■ Written exercise ■
In the passage about John Tuld and market failure, what does the "music" Tuld hears refer to?
── Excerpted text ──
Tuld: I’m here for one reason and one reason alone. I’m here to guess what the music might do a week, a month, a year from now. That’s it. Nothing more. And standing here tonight, I’m afraid that I don’t hear a thing. Just…silence.
Tuld: So, now that we know the music has stopped, what can we do about it?
The “music” Tuld hears is not the market, but the models that underpin the participants’ ability to trade inside that market. When those models can no longer interpret a workable reality for the trading desks, markets seize up, and asset prices go into freefall. Survival then depends not on moral virtue or predictive certainty, but on the willingness to act decisively once inherited representations have failed.
In real life, this insight was institutionalized rather than improvised by those far-sighted enough to plan for it. At Bridgewater, Ray Dalio designed systems around the recognition that patterns recur across history, even when timing cannot be predicted. Both Dalio and Peter Turchin converge on the same conclusion as the fictional John Tuld: complex systems fail in recognizable ways, but never on schedule.
───
── Extracted data ──
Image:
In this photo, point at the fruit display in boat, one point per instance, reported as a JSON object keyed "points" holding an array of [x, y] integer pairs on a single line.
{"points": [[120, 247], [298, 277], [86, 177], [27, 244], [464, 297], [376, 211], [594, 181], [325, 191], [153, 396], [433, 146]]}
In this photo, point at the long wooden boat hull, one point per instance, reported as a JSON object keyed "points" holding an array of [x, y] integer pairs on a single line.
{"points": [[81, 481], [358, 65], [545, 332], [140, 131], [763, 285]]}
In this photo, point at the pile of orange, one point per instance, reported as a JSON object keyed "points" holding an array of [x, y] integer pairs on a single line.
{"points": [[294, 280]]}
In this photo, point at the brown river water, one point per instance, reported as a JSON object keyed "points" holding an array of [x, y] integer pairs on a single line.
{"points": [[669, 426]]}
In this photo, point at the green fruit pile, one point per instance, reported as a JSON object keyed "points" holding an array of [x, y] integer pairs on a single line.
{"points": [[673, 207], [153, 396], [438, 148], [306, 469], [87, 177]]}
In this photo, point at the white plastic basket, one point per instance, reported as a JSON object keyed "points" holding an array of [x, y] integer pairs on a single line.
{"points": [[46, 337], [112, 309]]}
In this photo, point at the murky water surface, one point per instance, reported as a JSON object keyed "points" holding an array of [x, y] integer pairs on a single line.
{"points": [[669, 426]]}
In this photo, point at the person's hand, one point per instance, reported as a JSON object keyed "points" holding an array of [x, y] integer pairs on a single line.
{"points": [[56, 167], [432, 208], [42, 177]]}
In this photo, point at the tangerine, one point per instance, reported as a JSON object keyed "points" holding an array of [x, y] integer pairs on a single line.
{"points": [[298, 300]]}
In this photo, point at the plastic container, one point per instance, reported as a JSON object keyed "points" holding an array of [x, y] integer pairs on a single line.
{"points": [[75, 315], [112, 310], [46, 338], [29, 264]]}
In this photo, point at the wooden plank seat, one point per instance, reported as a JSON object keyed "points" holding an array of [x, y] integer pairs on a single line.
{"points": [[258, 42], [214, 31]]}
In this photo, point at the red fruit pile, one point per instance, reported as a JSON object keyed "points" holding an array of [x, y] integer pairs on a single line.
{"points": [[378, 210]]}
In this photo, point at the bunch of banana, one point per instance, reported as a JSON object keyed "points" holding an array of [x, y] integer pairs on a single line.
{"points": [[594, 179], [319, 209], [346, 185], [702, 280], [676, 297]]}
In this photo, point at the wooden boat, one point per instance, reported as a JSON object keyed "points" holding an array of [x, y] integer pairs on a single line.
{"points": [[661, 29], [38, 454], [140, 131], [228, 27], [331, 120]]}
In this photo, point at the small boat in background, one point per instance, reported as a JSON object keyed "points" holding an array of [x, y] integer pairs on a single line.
───
■ Completed exercise ■
The models that underpin the participants' ability to trade inside the market, not the market itself.